## Collected data
** START **
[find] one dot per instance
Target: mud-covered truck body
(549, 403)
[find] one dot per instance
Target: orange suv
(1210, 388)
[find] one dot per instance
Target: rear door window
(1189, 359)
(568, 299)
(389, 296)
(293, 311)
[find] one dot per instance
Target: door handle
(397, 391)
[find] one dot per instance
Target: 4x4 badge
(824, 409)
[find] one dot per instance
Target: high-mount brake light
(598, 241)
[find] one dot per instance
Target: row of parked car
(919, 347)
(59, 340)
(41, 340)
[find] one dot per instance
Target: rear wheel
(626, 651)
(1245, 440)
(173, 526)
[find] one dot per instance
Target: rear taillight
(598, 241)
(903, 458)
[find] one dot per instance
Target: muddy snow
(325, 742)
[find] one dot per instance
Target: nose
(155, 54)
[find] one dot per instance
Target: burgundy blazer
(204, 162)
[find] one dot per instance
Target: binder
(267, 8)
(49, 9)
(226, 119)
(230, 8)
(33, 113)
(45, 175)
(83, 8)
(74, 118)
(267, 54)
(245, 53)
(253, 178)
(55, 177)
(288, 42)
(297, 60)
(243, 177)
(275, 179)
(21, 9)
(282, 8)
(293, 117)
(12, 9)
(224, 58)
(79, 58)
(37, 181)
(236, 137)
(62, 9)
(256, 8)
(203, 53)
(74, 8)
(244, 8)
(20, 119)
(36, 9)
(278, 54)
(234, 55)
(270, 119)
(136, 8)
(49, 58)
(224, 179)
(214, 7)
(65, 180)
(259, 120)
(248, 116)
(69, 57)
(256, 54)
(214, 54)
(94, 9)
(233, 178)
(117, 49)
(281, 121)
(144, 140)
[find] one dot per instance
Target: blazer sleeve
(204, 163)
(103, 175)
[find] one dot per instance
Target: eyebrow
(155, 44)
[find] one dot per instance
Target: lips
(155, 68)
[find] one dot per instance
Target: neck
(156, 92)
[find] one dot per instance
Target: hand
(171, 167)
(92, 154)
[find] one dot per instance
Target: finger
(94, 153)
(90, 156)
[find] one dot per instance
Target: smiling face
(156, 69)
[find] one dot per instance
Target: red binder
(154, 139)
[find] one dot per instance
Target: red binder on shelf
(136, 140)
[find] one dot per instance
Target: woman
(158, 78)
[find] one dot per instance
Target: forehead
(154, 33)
** END **
## GIVEN REQUEST
Print back all the lines verbatim.

## RESPONSE TO THE EXERCISE
[find] one dot per instance
Target: mud-covered truck body
(549, 403)
[find] one dot per instance
Target: orange suv
(1210, 388)
[find] one dot per instance
Target: rear door window
(1189, 359)
(568, 299)
(389, 296)
(293, 311)
[find] one dot per instance
Target: door handle
(397, 391)
[find] one dot per instance
Target: 4x4 badge
(824, 409)
[find] one dot per instance
Target: high-mount brake light
(598, 241)
[find] one dot per instance
Target: row of parked car
(919, 347)
(59, 340)
(41, 340)
[find] one dot per instance
Target: rear wheel
(626, 651)
(1245, 440)
(173, 526)
[find] one dot per instance
Target: rear taillight
(598, 241)
(903, 458)
[find] one dot per instance
Target: muddy snow
(325, 742)
[find] one dot per instance
Target: nose
(155, 54)
[find] one dot per instance
Target: burgundy blazer
(204, 162)
[find] one dot per instance
Target: binder
(267, 8)
(49, 9)
(226, 119)
(230, 8)
(33, 113)
(45, 175)
(83, 8)
(74, 118)
(267, 54)
(245, 53)
(253, 178)
(55, 177)
(288, 42)
(297, 60)
(243, 177)
(275, 179)
(21, 9)
(282, 8)
(293, 117)
(12, 9)
(224, 58)
(79, 58)
(37, 181)
(236, 137)
(62, 9)
(256, 8)
(203, 53)
(74, 8)
(244, 8)
(20, 119)
(36, 9)
(278, 54)
(234, 55)
(270, 119)
(136, 8)
(49, 58)
(224, 179)
(214, 7)
(65, 180)
(259, 120)
(248, 116)
(69, 57)
(256, 54)
(214, 54)
(94, 9)
(233, 178)
(117, 49)
(281, 121)
(144, 140)
[find] one dot per instance
Target: blazer sleeve
(204, 163)
(103, 175)
[find] one dot per instance
Target: eyebrow
(155, 44)
[find] one dot per instance
Target: lips
(155, 68)
[find] one dot per instance
Target: neck
(156, 92)
[find] one dot per instance
Target: hand
(171, 167)
(92, 154)
[find] one dot per instance
Target: finger
(94, 153)
(90, 156)
[find] one dot per instance
Target: smiling face
(156, 69)
[find] one dot per instance
Target: red binder
(154, 139)
[find] one dot per instance
Target: red binder on shelf
(136, 140)
[find] one dot per instance
Target: woman
(158, 78)
[find] one dot per instance
Target: forehead
(154, 33)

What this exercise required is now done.